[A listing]
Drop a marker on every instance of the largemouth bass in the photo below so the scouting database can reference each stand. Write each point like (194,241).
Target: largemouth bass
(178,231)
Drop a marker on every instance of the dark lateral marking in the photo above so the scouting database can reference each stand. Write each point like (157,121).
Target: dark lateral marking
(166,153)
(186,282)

• PROBLEM TO WORK ON: Put every line of the listing into a Markdown table with the columns "Row" and "Listing line," numbering each row and leaving out blank lines.

• IN RESPONSE:
| Row | Listing line |
|---|---|
| 1 | Drop a marker on every instance of the largemouth bass in the photo below so the scouting database can reference each stand. Write each point like (194,241). |
| 2 | Target: largemouth bass |
| 3 | (178,231) |
| 4 | Drop a marker on every instance of the dark lateral marking in the photo above so the scouting database can reference each stand. Write each point like (157,121). |
| 5 | Target: dark lateral marking |
| 6 | (166,153) |
| 7 | (186,282) |